> _Text under study_:
The pandemic has been challenging for people all over the world in a variety of ways. COVID-19 has affected us all, and some have experienced more intense and devastating changes than others.
A number of people have lost family members and friends because of the virus and other people have been struggling financially due to being furloughed or let go from their jobs. Most people are sheltered at home unless they have jobs that require them to work outside of the home to care for or provide services to others. Many families have to school their children at home since attending school in a traditional classroom is a safety risk. The pandemic also means that many people who live by themselves have been cut off from society since they are unable to go to work and school like they normally would.
If you’ve survived the COVID-19 pandemic, this is indeed a huge accomplishment. More people than ever have been experiencing depression, anxiety, and even thoughts of suicide due to extreme social isolation, death of loved ones, and loss of livelihood.

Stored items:
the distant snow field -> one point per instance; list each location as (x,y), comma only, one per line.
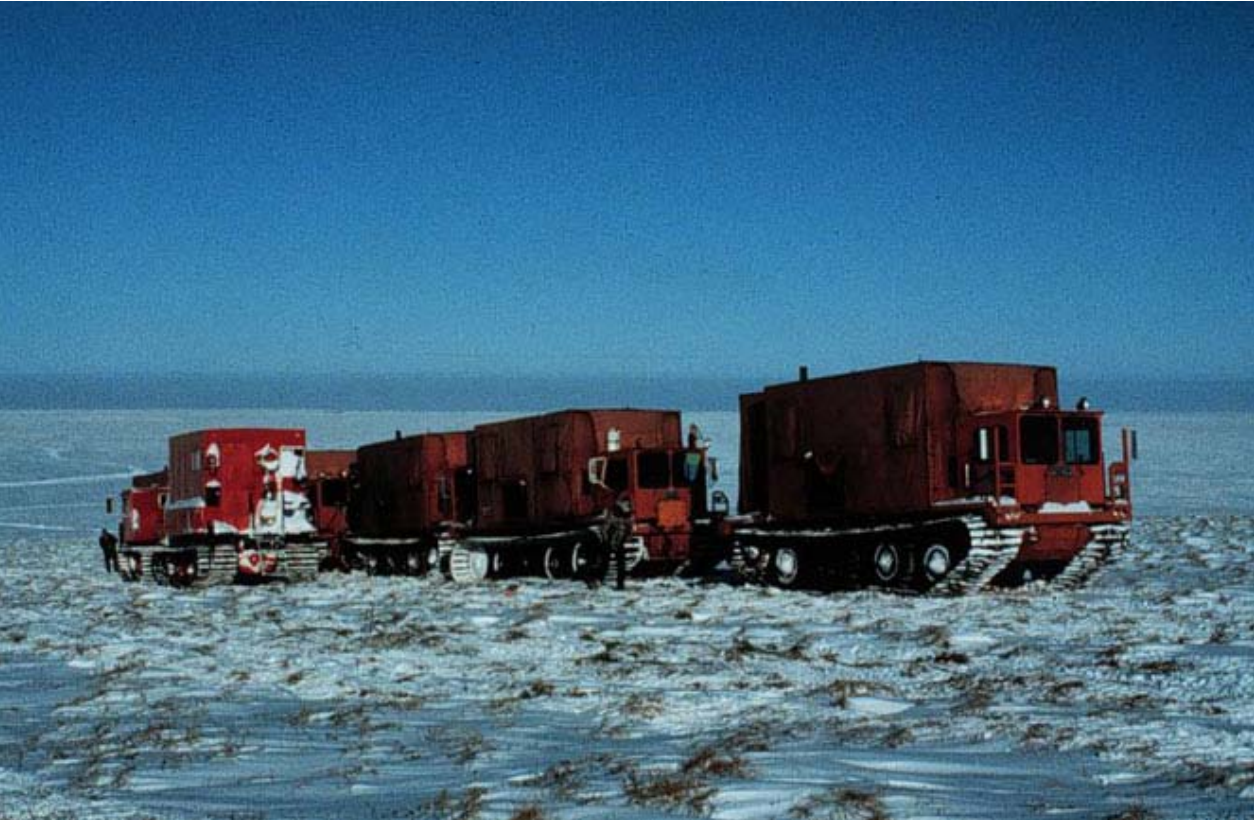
(391,697)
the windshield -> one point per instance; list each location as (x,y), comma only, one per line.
(1080,440)
(1038,439)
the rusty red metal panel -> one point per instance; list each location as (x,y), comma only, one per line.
(879,443)
(143,512)
(235,474)
(329,463)
(408,487)
(532,472)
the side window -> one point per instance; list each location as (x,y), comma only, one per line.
(903,418)
(488,455)
(1038,440)
(1080,441)
(548,449)
(983,444)
(616,474)
(653,470)
(786,434)
(335,492)
(514,499)
(686,467)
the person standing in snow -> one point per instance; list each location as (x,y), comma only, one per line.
(109,547)
(618,519)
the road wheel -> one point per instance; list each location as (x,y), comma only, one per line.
(557,562)
(786,567)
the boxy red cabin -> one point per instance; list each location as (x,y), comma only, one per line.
(408,487)
(143,509)
(237,480)
(327,487)
(532,474)
(903,439)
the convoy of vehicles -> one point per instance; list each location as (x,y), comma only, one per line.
(944,477)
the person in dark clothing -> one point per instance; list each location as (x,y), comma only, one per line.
(109,547)
(618,522)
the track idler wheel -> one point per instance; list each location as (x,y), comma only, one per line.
(557,562)
(785,567)
(469,564)
(936,563)
(590,562)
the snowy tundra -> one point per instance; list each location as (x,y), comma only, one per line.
(394,697)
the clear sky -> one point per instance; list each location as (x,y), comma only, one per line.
(626,189)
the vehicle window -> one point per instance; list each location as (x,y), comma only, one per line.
(685,467)
(1080,440)
(335,492)
(653,470)
(1003,445)
(1038,440)
(616,474)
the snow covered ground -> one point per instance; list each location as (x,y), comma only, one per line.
(379,697)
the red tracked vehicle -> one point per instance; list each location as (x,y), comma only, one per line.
(543,485)
(933,475)
(406,494)
(236,509)
(326,485)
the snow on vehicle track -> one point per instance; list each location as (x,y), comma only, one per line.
(359,696)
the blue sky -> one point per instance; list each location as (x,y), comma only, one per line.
(625,189)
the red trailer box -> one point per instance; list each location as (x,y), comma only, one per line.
(548,478)
(241,489)
(888,449)
(143,507)
(327,489)
(406,494)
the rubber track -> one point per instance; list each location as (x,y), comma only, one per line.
(460,567)
(991,552)
(1107,542)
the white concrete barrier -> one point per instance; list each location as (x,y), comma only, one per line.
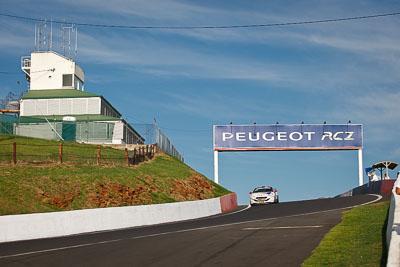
(52,224)
(393,231)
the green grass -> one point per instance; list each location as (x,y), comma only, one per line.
(34,149)
(30,188)
(359,240)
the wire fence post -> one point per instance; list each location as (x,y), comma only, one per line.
(14,153)
(127,157)
(60,153)
(98,155)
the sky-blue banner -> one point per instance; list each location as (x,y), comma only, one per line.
(288,137)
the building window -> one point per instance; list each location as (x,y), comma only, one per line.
(67,79)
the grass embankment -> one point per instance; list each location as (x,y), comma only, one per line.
(359,240)
(28,188)
(41,150)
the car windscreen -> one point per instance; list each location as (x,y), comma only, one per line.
(258,190)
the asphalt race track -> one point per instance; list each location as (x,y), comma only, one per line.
(281,234)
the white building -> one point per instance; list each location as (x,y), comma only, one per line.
(57,107)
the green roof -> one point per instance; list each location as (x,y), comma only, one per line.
(63,93)
(57,93)
(57,118)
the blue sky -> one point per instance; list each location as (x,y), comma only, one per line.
(190,80)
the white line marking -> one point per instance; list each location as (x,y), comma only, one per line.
(283,227)
(183,231)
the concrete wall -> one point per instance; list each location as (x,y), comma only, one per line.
(383,187)
(52,224)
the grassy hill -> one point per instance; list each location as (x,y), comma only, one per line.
(30,188)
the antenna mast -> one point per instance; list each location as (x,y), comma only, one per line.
(66,43)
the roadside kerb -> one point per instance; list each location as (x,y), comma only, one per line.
(53,224)
(393,231)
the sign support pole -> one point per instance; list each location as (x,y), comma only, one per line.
(360,168)
(216,167)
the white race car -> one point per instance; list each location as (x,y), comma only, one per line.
(264,195)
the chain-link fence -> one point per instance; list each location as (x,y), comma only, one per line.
(82,131)
(154,135)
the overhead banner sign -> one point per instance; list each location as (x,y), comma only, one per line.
(288,137)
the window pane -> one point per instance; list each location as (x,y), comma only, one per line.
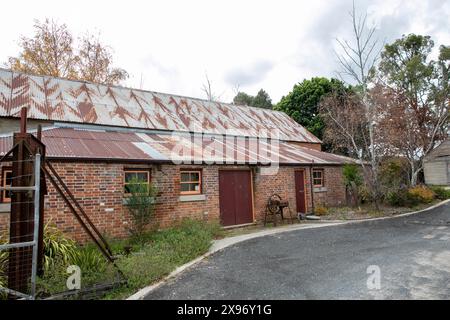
(129,176)
(8,182)
(8,175)
(184,176)
(195,176)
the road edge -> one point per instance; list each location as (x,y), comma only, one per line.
(221,244)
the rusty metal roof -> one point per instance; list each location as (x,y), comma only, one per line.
(56,99)
(72,143)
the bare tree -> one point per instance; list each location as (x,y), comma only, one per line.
(357,60)
(208,90)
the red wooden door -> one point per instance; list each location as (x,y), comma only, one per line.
(235,197)
(300,191)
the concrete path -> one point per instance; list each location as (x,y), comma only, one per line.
(412,253)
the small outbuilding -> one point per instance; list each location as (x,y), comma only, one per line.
(437,165)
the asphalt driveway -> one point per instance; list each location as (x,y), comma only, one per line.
(412,253)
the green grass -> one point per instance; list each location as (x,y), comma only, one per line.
(152,257)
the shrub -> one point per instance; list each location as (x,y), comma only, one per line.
(420,194)
(57,247)
(397,198)
(352,175)
(364,194)
(393,173)
(89,259)
(441,193)
(320,210)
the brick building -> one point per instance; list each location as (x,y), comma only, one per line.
(208,160)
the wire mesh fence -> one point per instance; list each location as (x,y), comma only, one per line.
(19,229)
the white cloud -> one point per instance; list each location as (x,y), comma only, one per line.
(263,44)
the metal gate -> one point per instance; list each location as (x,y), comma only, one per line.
(19,254)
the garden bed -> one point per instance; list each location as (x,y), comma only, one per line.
(143,261)
(368,211)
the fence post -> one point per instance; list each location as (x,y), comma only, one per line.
(37,181)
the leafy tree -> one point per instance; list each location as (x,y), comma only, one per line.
(243,99)
(302,103)
(52,52)
(261,100)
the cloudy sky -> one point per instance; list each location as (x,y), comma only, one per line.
(170,45)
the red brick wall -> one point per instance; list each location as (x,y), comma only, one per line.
(99,187)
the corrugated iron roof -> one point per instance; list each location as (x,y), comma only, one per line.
(72,143)
(56,99)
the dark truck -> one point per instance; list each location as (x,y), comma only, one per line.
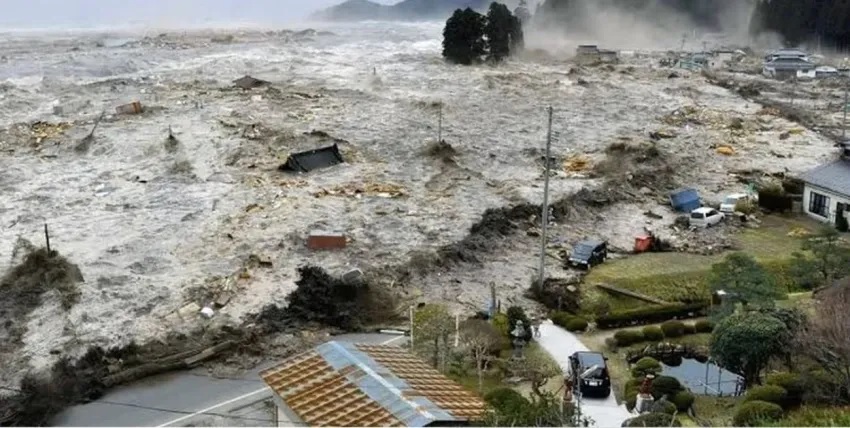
(589,371)
(588,253)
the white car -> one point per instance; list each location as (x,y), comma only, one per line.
(705,217)
(728,205)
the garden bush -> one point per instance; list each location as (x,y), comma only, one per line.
(665,385)
(769,393)
(683,400)
(649,315)
(576,324)
(645,366)
(628,337)
(506,399)
(752,413)
(704,326)
(652,420)
(673,329)
(666,407)
(653,333)
(793,384)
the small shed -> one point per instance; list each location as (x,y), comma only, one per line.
(685,200)
(323,240)
(313,159)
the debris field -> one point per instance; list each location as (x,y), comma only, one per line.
(179,203)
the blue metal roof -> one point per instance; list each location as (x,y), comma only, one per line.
(382,386)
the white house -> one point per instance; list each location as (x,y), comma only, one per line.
(827,190)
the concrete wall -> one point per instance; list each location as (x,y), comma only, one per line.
(834,200)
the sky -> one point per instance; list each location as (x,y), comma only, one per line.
(115,13)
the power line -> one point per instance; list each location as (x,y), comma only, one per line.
(160,409)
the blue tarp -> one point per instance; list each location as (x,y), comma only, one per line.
(685,200)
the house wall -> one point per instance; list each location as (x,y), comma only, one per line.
(834,200)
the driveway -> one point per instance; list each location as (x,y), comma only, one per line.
(182,398)
(560,344)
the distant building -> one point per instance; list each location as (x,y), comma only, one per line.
(787,66)
(591,54)
(827,189)
(343,384)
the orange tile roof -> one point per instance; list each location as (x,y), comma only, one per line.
(339,384)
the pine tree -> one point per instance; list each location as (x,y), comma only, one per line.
(463,37)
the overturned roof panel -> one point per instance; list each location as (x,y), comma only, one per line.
(313,159)
(248,82)
(342,384)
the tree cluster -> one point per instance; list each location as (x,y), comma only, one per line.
(800,21)
(470,37)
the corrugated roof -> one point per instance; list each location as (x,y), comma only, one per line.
(342,384)
(834,176)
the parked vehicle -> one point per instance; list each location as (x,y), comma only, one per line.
(588,253)
(731,201)
(589,371)
(705,217)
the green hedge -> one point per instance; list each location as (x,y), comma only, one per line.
(650,315)
(770,393)
(673,329)
(569,322)
(753,413)
(793,384)
(645,366)
(704,326)
(653,333)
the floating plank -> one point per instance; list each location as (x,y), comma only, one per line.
(632,294)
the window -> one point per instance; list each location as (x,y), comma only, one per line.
(819,204)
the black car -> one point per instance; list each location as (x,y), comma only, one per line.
(589,370)
(588,253)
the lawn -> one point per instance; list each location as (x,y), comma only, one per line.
(681,276)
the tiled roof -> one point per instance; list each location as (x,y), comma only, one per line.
(834,176)
(342,384)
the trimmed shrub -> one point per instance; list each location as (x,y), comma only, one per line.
(666,407)
(628,337)
(576,324)
(673,329)
(653,333)
(506,399)
(752,413)
(704,326)
(650,315)
(769,393)
(683,400)
(793,384)
(665,385)
(645,366)
(652,420)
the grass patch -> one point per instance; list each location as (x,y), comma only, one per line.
(682,277)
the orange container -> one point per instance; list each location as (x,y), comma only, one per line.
(643,244)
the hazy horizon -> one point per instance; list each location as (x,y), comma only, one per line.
(37,14)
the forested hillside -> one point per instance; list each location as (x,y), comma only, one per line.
(705,13)
(800,21)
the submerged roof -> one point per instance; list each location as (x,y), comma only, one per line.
(313,159)
(834,176)
(342,384)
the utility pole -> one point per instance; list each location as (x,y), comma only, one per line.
(545,216)
(47,238)
(844,121)
(440,125)
(411,326)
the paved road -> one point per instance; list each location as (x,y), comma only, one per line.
(196,395)
(561,344)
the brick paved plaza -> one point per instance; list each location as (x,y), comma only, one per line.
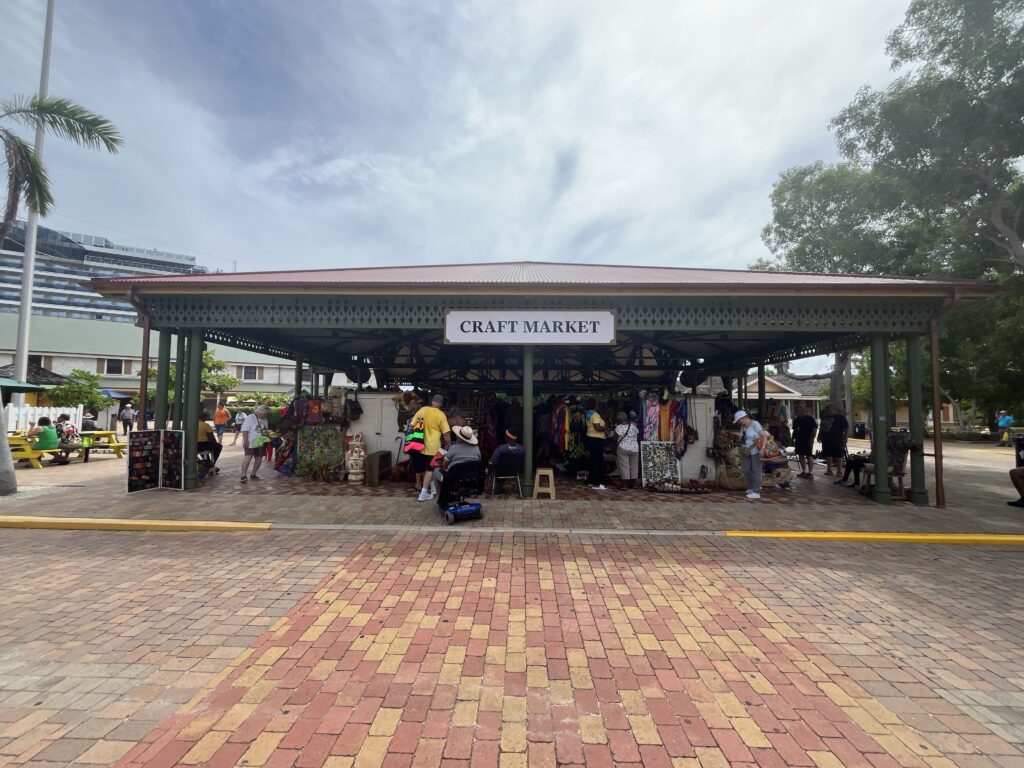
(381,638)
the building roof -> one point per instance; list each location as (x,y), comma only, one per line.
(101,339)
(13,385)
(501,276)
(37,375)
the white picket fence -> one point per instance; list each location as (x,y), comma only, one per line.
(18,417)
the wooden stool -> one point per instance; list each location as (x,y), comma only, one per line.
(899,492)
(548,487)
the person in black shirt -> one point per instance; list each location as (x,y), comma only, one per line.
(804,431)
(833,435)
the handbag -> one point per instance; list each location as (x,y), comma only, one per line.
(414,437)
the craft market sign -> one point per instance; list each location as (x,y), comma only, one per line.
(495,327)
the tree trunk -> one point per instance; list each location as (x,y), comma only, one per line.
(1009,239)
(8,482)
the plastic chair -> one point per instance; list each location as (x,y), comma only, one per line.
(508,466)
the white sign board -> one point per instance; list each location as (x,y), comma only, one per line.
(540,327)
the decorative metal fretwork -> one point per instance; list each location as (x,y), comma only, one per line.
(829,314)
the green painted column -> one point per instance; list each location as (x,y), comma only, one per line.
(192,406)
(527,419)
(761,391)
(180,364)
(880,417)
(298,378)
(919,492)
(163,379)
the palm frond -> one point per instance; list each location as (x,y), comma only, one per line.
(66,119)
(26,177)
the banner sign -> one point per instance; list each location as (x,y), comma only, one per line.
(534,327)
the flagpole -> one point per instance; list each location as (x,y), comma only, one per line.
(29,270)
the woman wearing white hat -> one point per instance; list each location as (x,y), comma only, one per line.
(750,454)
(465,449)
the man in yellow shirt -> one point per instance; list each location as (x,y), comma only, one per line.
(436,433)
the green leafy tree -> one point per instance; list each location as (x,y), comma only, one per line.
(948,130)
(27,178)
(81,388)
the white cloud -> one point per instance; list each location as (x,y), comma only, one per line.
(390,133)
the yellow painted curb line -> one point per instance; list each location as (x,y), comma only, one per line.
(1013,540)
(108,523)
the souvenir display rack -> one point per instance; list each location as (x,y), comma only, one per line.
(156,459)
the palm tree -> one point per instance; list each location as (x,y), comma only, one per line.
(27,180)
(27,177)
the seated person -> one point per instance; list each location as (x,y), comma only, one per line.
(1017,478)
(208,438)
(465,449)
(511,446)
(69,437)
(45,434)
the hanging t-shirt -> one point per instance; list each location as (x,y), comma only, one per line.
(629,436)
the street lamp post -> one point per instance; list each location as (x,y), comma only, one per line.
(29,271)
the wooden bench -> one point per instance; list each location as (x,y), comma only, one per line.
(101,439)
(20,450)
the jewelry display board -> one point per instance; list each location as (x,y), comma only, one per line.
(172,460)
(143,460)
(156,459)
(658,463)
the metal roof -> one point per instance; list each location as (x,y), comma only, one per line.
(502,275)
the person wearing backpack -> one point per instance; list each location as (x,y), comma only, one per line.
(627,451)
(436,433)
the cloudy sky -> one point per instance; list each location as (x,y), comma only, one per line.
(331,133)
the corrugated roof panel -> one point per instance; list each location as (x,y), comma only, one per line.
(527,273)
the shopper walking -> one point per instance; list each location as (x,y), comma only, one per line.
(596,430)
(127,417)
(240,419)
(627,451)
(436,433)
(750,452)
(805,429)
(254,439)
(1003,425)
(221,418)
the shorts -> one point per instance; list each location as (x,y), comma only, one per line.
(420,461)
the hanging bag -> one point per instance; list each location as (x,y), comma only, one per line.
(414,437)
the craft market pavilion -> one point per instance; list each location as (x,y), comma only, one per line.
(532,328)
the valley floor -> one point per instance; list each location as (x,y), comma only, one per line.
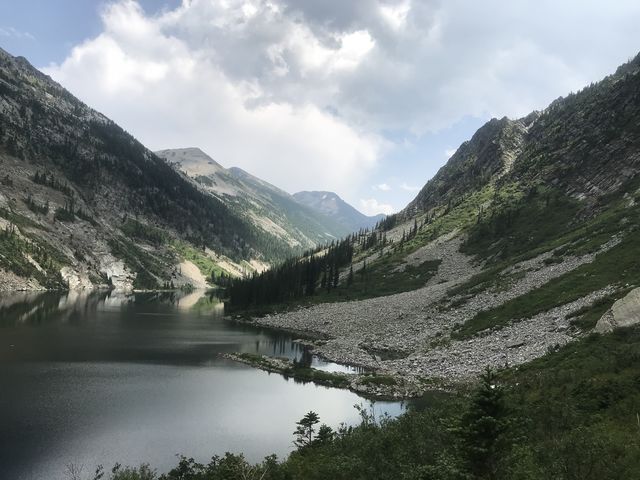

> _Exercises_:
1. According to the passage on the pandemic's effects, why do many families have to school their children at home?
2. Extend the passage on the pandemic's effects, picking up right after its final sentence.

> _Per-task outputs_:
1. Attending school in a traditional classroom is a safety risk.

2.
In the midst of this unprecedented time, many people are concerned about gaining weight. Pandemic weight gain has affected people of all ages since people are eating for emotional reasons and staying at home for extended periods of time. The weight gain has caused many people to feel bad about not being productive during the pandemic. However, this has been a trying time for most of us, and it’s important to know how to balance the emotions we may feel when it comes to unwanted weight gain.
As we head toward another season of enduring the pandemic, here are some suggestions for reducing the frustration that may come with sheltering in place and balancing the emotions associated with the negative effects of COVID-19.
Quarantine Weight Gain
According to dietician and eating disorder specialist Anna Sweeney, MS, RD, LDN, CEDRD-S, gaining weight in light of the mental and emotional struggles we’ve endured in the past year is not the worst-case scenario. The wellness and diet industry has made people feel guilty about gaining weight to support its profits, which are around $71 billion. Sweeney shares that around 10 months into quarantine, diet and nutrition companies started pandering to customers, which indicates that the industry looked at the pandemic as a way to make money. Instead of feeling guilty about putting on extra pounds, it’s important to concentrate on ways to stay healthy.
It’s important not to diet during this stressful time. Diets could lead to an eating disorder since many people are dealing with additional challenges such as homeschooling children and figuring out how to make ends meet.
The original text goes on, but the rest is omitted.